Extracted material:
——————
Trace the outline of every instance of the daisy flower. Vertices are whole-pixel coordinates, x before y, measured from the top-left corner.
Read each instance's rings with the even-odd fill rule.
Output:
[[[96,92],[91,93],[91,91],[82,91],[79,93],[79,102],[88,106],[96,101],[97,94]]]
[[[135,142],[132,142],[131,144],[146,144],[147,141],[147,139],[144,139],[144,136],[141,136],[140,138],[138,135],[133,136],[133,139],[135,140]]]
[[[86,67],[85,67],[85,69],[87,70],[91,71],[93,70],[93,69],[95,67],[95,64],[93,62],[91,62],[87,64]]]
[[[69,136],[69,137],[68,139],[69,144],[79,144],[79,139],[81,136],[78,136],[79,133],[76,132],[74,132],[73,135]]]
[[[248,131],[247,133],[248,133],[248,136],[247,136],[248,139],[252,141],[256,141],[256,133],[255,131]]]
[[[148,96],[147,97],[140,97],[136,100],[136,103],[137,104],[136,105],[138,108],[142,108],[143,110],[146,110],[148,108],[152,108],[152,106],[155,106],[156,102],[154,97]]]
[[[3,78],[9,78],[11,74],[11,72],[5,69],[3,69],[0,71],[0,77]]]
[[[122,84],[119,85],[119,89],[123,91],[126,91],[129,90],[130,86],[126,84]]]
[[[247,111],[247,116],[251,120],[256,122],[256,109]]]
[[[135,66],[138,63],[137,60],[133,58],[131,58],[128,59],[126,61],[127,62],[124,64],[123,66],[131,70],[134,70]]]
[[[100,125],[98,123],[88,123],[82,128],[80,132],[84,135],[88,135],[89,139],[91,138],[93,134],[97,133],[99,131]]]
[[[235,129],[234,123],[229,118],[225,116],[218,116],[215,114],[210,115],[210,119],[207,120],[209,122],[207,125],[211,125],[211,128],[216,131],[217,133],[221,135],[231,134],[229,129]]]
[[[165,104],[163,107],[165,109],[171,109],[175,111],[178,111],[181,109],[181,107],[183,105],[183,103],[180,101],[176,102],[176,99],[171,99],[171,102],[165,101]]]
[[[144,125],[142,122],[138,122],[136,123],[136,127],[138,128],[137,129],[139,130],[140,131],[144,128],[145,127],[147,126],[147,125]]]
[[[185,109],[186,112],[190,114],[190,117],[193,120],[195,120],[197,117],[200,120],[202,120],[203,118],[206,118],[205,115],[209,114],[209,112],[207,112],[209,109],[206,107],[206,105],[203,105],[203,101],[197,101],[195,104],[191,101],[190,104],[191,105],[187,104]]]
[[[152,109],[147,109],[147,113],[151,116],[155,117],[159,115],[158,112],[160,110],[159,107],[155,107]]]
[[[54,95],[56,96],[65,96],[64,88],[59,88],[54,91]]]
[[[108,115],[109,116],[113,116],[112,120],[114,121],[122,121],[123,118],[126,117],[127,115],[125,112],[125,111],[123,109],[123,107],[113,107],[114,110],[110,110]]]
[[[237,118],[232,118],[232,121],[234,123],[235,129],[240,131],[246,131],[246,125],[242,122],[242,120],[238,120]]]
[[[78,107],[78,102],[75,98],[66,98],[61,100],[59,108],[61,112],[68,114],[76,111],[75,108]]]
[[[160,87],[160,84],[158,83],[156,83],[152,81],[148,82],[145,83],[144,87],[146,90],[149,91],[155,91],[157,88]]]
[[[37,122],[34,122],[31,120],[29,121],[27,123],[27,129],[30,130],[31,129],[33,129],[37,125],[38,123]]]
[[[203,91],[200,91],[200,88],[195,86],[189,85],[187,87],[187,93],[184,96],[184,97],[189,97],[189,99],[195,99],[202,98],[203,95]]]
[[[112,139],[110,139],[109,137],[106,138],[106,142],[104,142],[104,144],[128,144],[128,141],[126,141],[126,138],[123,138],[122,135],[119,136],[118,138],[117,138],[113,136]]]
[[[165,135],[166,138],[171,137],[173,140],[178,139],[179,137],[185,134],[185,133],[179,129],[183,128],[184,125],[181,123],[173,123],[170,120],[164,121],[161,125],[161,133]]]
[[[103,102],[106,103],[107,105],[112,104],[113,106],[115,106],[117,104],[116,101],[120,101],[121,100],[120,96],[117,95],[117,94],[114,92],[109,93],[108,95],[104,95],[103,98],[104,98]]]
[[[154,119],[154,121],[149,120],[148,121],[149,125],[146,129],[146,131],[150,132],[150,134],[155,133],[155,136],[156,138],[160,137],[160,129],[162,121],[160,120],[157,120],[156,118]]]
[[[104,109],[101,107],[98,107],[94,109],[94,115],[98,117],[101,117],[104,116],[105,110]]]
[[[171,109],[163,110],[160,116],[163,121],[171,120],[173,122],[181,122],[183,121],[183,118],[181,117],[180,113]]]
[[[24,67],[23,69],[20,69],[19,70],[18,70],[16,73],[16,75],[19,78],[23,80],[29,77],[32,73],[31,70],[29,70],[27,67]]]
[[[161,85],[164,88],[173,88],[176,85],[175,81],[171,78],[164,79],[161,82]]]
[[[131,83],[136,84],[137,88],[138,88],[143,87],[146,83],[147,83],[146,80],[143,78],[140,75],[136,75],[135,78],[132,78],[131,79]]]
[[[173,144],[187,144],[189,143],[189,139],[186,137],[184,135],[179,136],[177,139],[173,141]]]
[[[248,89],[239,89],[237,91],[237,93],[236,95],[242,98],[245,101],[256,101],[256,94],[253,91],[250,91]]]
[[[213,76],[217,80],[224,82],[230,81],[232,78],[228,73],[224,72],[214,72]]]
——————
Brief: Output the entries verbatim, beginning with their first line and ending after the line that contains "[[[247,111],[247,116],[251,120],[256,122],[256,109]]]".

The answer:
Trace the outline of every instance of the daisy flower. Vertices are whole-pixel coordinates, x before y, measured from the top-left corner.
Read each instance's rings with the even-odd fill rule.
Output:
[[[96,92],[91,93],[91,91],[82,91],[79,93],[79,102],[88,106],[96,101],[97,94]]]
[[[135,142],[132,142],[131,144],[146,144],[147,141],[147,139],[144,139],[144,136],[141,136],[140,138],[138,135],[133,136],[133,139],[135,140]]]
[[[86,67],[85,67],[85,69],[87,70],[91,71],[93,70],[93,69],[95,67],[95,64],[93,62],[91,62],[87,64]]]
[[[69,136],[69,137],[68,139],[69,144],[79,144],[79,139],[81,136],[78,136],[79,133],[76,132],[74,132],[73,135]]]
[[[248,131],[247,133],[248,133],[248,136],[247,136],[248,139],[252,141],[256,141],[256,133],[255,131]]]
[[[148,96],[147,97],[140,97],[136,100],[136,103],[137,104],[136,105],[138,108],[142,108],[143,110],[146,110],[148,108],[152,108],[152,106],[155,106],[156,102],[154,97]]]
[[[3,78],[9,78],[11,74],[11,72],[5,69],[3,69],[0,71],[0,77]]]
[[[122,84],[119,85],[119,89],[123,91],[126,91],[129,90],[130,86],[126,84]]]
[[[247,111],[247,116],[251,120],[256,122],[256,109]]]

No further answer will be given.